» **What is required**: Copy all of the records below verbatim.

Collected data
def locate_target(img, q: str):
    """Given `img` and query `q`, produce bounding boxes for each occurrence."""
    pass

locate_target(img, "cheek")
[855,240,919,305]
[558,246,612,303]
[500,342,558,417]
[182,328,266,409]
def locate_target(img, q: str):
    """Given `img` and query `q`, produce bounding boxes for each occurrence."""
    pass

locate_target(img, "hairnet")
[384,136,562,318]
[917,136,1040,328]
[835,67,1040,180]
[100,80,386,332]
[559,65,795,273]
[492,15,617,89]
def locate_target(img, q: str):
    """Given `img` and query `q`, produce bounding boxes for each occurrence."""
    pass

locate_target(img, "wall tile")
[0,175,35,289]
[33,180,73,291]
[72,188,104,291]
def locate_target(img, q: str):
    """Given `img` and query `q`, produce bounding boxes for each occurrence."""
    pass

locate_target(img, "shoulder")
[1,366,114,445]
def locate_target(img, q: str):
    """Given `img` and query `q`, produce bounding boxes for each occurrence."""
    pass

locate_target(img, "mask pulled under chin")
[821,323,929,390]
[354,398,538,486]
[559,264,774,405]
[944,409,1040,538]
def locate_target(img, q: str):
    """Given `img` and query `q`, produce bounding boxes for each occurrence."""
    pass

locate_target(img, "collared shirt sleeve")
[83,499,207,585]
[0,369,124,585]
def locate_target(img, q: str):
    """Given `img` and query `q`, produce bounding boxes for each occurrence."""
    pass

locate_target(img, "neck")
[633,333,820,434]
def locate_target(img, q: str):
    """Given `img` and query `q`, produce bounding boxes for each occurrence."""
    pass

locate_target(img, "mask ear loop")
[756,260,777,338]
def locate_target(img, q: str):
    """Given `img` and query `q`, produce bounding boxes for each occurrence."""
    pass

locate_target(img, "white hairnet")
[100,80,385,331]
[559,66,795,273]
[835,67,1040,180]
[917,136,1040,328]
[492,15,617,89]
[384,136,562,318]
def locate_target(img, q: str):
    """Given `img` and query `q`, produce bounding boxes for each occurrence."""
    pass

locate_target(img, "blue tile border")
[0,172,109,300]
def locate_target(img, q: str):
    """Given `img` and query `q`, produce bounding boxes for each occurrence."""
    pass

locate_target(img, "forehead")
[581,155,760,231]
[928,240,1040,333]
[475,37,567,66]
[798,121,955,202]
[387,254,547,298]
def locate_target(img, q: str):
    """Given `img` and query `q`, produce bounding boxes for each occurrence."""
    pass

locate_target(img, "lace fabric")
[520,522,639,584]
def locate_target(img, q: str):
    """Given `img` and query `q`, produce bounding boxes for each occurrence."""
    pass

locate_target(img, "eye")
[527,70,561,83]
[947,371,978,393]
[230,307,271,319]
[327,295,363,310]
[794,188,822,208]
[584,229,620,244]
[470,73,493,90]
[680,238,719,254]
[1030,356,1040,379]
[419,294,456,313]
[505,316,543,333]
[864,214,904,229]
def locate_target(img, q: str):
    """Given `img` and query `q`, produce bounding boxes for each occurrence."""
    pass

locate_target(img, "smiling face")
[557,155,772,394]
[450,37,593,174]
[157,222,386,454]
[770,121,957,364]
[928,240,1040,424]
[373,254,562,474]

» **Solved problem**:
def locate_target(img, q: str):
    """Given `img` and query `q`, produce bounding boxes for each occurrence."""
    pass

locate_target(img, "cheek")
[855,240,919,305]
[558,246,612,303]
[500,342,558,417]
[182,328,266,409]
def locate_target(img, q: str):
    """Given `img` and query `q`, produce bounding boxes for each occurrence."""
    pass

locate_target(img, "hairnet")
[384,136,562,318]
[917,136,1040,328]
[835,67,1040,180]
[100,80,386,332]
[559,65,795,273]
[492,15,617,89]
def locate_target(img, q: str):
    """Given `img` and query `q`, produce bounding boxes for each occurrence."""
    pass

locate_target(img, "wall tile")
[0,175,35,289]
[33,180,73,291]
[72,188,104,291]
def locate_target(img, q: str):
    """Given `img` and query `q`, produce bounding boxes for each occurrence."""
    pass

locate_target(img, "shoulder")
[1,366,114,445]
def locate_target(img, q: str):
    """Given `img` and query `q`, produce bounding boxes for each occurrence."""
    pass

locate_target(img, "mask pulled under chin")
[821,323,929,390]
[354,398,538,486]
[559,264,774,405]
[944,409,1040,538]
def locate_target(img, q: str):
    """Given `img` and query `q`, produce bounding boxes for each occurrence."""
    pass

locate_target(img, "collared shirt sleeve")
[83,499,207,585]
[0,369,124,585]
def locate_target(img, q: str):
    """Given `img` and query `q`, produce bounding boxes for each occurrence."""
    pass

locate_target(img, "neck")
[633,333,820,434]
def locate_target(img, q: str):
    """Given `img` and query `q`, produce bounding boxes for each occurrence."""
    pass

locate_target(img, "mask ear loop")
[756,260,777,338]
def locate_target(img, q: str):
    """Given `img` and query `q`, produce bounding boxes for each occurrence."""
    pass

locate_target(img, "white hairnet")
[100,80,385,331]
[559,66,795,273]
[835,67,1040,180]
[917,136,1040,328]
[492,15,617,89]
[384,136,562,318]
def locate_target(img, q: str):
    """Given `img` and query `q`, produce bounding boxes for each occurrence."""
    pass

locate_target(img, "blue tile border")
[0,172,109,300]
def locate_target(img, q: str):
    """Given `img` and query `q`, produce bounding boxes for each occurrence."""
    pass

locate_target(img, "forehead")
[581,155,760,231]
[928,240,1040,333]
[475,37,567,66]
[798,121,955,202]
[387,254,547,298]
def locate_target(img, q: str):
    """Given `img` and query `q`, produce bounding boxes for each occurrence."""
    pass

locate_target(img, "lace fabric")
[520,522,639,584]
def locate_target(img, q: str):
    """Given `img` and query `q`, produce bounding boxes for each occurrence."""
    pass

locate_target(img, "eye")
[527,70,561,83]
[947,371,978,393]
[230,307,271,319]
[327,295,363,310]
[794,188,822,208]
[584,229,620,244]
[470,73,493,90]
[680,238,719,254]
[1030,356,1040,379]
[419,294,456,313]
[505,316,543,333]
[864,214,904,229]
def locate_target(img, q: str):
    """Given `img` and query `q`, produce bounding boxes for each occurrence."""
    pass

locate_target(img, "smiling face")
[557,155,772,394]
[450,37,593,174]
[157,222,386,454]
[770,121,957,364]
[928,240,1040,424]
[373,254,562,474]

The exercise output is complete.